Coordinate annotation records
--- begin ---

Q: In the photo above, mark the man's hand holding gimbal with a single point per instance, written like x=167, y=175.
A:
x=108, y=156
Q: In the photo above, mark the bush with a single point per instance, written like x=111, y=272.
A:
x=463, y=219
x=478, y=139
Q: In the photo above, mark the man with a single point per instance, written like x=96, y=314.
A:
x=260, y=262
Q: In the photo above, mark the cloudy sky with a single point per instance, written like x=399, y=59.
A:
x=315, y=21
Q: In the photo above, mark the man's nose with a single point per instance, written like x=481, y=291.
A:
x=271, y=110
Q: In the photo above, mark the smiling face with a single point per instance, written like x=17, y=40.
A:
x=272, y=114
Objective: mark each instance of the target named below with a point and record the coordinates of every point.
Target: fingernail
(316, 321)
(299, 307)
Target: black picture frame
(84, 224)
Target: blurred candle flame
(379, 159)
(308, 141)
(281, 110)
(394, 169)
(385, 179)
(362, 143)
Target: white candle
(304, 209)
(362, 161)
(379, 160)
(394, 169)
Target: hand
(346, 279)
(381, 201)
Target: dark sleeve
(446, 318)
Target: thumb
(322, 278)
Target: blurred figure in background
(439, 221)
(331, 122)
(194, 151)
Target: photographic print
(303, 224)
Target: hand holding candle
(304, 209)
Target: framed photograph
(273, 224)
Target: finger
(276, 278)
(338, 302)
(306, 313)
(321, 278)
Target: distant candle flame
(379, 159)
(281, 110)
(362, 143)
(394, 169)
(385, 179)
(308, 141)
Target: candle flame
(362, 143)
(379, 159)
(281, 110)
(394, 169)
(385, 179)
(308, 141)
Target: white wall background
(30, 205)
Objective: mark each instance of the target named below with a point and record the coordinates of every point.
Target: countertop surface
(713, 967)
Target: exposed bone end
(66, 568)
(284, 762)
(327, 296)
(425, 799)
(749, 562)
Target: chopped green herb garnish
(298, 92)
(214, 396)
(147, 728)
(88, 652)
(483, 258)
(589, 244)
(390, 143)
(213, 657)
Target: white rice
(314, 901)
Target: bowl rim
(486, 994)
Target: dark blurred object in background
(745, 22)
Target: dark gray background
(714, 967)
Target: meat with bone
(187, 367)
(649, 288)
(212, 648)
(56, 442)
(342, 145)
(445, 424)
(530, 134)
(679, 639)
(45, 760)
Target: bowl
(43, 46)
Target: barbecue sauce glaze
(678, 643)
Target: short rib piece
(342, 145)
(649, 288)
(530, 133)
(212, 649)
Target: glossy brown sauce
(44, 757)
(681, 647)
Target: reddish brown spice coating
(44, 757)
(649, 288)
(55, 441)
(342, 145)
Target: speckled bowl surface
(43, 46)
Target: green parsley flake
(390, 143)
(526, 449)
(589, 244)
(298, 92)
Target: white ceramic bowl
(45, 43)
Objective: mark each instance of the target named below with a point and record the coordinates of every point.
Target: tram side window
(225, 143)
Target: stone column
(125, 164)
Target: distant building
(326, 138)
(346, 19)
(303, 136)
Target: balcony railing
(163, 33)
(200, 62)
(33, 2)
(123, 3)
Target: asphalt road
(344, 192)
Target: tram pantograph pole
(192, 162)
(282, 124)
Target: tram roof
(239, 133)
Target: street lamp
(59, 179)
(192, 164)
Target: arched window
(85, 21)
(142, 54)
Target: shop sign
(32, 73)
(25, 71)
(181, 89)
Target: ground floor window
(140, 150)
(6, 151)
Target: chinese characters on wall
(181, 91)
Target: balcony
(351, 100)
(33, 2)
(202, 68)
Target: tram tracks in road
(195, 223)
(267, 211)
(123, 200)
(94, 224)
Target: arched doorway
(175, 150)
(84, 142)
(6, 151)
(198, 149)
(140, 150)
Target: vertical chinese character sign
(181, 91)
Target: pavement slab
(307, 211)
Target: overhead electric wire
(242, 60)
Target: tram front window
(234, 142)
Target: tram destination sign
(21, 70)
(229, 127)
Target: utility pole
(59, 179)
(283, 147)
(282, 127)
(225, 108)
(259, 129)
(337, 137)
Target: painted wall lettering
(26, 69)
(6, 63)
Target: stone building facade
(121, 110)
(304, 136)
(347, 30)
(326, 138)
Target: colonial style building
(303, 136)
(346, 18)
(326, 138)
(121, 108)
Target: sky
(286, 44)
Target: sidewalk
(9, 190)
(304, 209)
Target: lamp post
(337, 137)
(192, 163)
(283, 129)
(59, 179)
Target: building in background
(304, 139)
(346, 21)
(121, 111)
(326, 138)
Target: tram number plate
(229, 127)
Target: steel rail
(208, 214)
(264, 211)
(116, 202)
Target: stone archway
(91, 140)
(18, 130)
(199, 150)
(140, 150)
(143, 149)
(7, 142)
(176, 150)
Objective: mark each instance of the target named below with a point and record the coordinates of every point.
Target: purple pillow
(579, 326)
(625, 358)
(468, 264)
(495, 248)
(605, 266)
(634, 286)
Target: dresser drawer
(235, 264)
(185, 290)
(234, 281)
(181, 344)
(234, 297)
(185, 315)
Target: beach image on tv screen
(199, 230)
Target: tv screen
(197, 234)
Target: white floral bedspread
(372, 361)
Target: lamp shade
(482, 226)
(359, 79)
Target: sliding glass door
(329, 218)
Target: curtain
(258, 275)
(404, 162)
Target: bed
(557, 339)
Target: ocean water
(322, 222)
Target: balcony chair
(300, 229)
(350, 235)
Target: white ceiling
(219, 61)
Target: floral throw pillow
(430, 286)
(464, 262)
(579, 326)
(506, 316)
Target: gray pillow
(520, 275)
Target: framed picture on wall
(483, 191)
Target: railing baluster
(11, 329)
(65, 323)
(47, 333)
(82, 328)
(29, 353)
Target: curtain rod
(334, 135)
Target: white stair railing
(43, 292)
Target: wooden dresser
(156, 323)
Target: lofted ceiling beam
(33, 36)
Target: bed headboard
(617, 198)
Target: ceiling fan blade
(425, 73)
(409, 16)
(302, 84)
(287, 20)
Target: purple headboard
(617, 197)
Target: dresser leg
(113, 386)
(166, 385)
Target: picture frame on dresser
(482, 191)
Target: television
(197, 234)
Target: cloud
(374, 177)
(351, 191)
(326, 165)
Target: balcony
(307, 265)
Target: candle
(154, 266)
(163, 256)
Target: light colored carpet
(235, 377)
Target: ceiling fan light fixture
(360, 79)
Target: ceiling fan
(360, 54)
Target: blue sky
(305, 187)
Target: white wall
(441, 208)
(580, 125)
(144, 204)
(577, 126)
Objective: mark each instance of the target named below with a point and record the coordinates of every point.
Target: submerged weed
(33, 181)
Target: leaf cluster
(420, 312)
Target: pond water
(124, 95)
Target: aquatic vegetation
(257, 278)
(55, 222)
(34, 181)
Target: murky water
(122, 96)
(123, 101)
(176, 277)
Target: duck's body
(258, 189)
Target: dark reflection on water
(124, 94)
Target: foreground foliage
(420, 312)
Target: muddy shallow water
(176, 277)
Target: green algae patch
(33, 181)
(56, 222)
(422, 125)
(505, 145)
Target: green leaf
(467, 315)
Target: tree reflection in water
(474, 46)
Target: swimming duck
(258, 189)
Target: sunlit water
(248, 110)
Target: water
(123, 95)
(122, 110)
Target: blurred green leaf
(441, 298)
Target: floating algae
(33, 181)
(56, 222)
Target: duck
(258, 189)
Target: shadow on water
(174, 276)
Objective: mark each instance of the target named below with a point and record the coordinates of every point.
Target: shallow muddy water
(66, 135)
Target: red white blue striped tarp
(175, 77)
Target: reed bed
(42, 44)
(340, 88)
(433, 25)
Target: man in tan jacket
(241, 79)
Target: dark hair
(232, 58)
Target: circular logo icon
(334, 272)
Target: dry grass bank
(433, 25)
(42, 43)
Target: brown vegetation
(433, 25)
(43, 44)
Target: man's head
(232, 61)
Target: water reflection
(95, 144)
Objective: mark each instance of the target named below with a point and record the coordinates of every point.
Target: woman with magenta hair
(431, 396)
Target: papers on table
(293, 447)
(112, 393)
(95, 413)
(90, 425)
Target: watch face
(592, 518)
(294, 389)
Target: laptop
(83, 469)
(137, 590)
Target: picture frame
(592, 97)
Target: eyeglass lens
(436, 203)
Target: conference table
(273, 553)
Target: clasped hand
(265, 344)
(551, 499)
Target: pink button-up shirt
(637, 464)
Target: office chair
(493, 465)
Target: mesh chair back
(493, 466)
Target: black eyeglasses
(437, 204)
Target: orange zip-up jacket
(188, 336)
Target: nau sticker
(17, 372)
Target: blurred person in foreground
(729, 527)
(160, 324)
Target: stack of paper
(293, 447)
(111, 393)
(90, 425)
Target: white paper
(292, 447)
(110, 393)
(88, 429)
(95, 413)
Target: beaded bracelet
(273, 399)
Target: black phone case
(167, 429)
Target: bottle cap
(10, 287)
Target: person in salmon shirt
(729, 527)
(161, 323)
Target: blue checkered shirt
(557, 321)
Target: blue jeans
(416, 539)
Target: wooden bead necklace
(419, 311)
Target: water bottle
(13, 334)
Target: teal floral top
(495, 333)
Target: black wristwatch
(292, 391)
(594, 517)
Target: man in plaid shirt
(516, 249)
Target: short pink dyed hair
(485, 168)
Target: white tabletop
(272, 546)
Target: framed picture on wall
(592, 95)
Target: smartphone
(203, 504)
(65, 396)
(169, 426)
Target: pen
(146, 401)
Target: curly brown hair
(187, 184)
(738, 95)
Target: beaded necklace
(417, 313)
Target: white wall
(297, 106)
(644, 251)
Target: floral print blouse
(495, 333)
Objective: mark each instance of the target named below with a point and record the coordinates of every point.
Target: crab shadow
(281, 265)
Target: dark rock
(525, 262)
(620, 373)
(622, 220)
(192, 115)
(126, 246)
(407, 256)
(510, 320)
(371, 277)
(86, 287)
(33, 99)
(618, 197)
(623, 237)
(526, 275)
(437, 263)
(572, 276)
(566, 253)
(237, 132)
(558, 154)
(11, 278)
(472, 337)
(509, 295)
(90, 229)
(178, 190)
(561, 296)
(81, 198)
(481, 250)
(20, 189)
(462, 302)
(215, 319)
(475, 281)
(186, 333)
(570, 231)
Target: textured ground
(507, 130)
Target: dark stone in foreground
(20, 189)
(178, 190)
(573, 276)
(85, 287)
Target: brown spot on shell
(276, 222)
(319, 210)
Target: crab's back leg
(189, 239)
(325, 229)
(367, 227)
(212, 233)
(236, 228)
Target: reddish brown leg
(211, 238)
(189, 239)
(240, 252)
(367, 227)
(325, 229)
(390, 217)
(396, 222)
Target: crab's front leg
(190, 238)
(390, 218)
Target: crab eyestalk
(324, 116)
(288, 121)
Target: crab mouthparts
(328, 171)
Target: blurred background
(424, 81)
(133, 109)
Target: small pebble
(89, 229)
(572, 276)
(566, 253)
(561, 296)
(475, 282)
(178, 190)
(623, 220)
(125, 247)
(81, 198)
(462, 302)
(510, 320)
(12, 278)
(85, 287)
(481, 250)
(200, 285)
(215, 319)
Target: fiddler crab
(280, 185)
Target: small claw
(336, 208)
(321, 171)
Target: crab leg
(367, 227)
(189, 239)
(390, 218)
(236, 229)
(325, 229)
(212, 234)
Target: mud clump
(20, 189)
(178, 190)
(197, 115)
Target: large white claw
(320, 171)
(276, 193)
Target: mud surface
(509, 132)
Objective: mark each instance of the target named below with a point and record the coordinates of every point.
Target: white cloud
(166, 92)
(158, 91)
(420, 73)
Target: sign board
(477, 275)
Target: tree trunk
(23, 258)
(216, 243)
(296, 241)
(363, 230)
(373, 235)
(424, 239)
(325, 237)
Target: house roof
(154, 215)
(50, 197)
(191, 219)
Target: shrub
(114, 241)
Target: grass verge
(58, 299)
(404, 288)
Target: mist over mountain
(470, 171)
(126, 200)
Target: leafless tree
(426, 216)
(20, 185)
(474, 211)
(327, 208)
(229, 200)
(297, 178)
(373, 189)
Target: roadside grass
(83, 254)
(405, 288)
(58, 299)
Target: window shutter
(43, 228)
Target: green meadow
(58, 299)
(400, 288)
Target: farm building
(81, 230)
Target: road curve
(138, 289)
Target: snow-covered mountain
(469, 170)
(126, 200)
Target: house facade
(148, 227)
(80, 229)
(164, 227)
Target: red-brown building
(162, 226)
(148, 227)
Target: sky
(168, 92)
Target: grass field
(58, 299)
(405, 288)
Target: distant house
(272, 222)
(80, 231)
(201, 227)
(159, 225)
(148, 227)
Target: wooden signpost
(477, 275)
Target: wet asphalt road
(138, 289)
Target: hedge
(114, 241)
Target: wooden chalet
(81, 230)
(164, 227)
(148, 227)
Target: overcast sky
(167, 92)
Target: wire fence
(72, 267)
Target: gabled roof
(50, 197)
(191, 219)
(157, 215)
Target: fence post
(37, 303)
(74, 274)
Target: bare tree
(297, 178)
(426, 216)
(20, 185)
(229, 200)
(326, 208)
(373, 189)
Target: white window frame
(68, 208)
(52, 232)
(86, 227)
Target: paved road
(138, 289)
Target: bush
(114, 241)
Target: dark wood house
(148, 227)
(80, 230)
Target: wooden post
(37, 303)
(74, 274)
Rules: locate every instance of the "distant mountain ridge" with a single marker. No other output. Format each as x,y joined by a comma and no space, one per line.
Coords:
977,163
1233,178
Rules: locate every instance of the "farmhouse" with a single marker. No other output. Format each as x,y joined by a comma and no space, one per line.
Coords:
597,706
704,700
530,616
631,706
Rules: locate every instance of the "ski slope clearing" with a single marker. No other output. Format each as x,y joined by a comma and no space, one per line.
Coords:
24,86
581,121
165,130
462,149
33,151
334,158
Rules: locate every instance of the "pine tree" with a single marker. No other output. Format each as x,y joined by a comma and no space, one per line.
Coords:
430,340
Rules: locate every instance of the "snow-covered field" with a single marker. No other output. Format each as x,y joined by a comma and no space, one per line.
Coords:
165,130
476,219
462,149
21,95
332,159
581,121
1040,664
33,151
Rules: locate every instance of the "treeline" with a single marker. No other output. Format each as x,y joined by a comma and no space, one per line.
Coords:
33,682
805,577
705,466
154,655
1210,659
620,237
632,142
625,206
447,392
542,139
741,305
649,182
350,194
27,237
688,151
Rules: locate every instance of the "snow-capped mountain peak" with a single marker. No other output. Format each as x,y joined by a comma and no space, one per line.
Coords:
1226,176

--- end ---

(Exercise objective):
Write out, word for word, the line containing "Target: house facade" and every line after it to the end of the data above.

(Output):
Target: house facade
(148, 227)
(80, 229)
(164, 227)
Target: red-brown building
(162, 226)
(148, 227)
Target: sky
(168, 92)
Target: grass field
(58, 299)
(405, 288)
Target: distant house
(272, 222)
(80, 231)
(201, 227)
(159, 225)
(148, 227)
Target: wooden signpost
(477, 275)
Target: wet asphalt road
(138, 289)
Target: hedge
(114, 241)
Target: wooden chalet
(81, 230)
(164, 227)
(148, 227)
Target: overcast sky
(167, 92)
Target: wire fence
(72, 267)
Target: gabled roof
(50, 197)
(191, 219)
(157, 215)
Target: fence post
(37, 303)
(74, 274)
Target: bare tree
(297, 178)
(426, 216)
(20, 185)
(229, 200)
(326, 208)
(373, 189)
Target: white window frame
(68, 208)
(52, 232)
(86, 227)
Target: paved road
(138, 289)
Target: bush
(114, 241)
Target: dark wood house
(148, 227)
(80, 230)
Target: wooden post
(37, 303)
(74, 274)
Rules: locate every instance of the "distant mountain ridge" with a single marker. No other output. Format each as x,y joined by a comma and no space, one per line.
Coords:
977,163
1233,178
Rules: locate every instance of the "farmhouse" with a single marker. No other output. Format each as x,y joined by a comma and no space, one per line.
Coords:
597,706
704,700
530,616
631,706
Rules: locate every instance of the "ski slope clearing" with a single marker. No other output. Format each as x,y joined by a comma and no space, one per line.
Coords:
24,86
581,121
165,130
462,149
33,151
334,158
Rules: locate every instance of the "pine tree" with a single marker. No other output. Format each as x,y joined by a comma and no space, one per line.
Coords:
430,340
Rules: locate every instance of the "snow-covered field" with a single marker. No other output. Format each as x,y joined by a comma and no space, one per line.
Coords:
165,130
476,219
462,149
21,95
332,159
581,121
1040,664
33,151
Rules: locate every instance of the "treeline" with a single marker. No other output. Format each as x,y joined by a comma and no space, one per line.
Coords:
33,682
805,577
705,466
154,655
1210,659
620,237
632,142
625,206
447,392
542,139
741,305
649,182
350,194
27,237
688,151
Rules: locate every instance of the "snow-capped mountain peak" with a single marker. No other output. Format each as x,y joined by a comma and no space, one per line.
Coords:
1226,176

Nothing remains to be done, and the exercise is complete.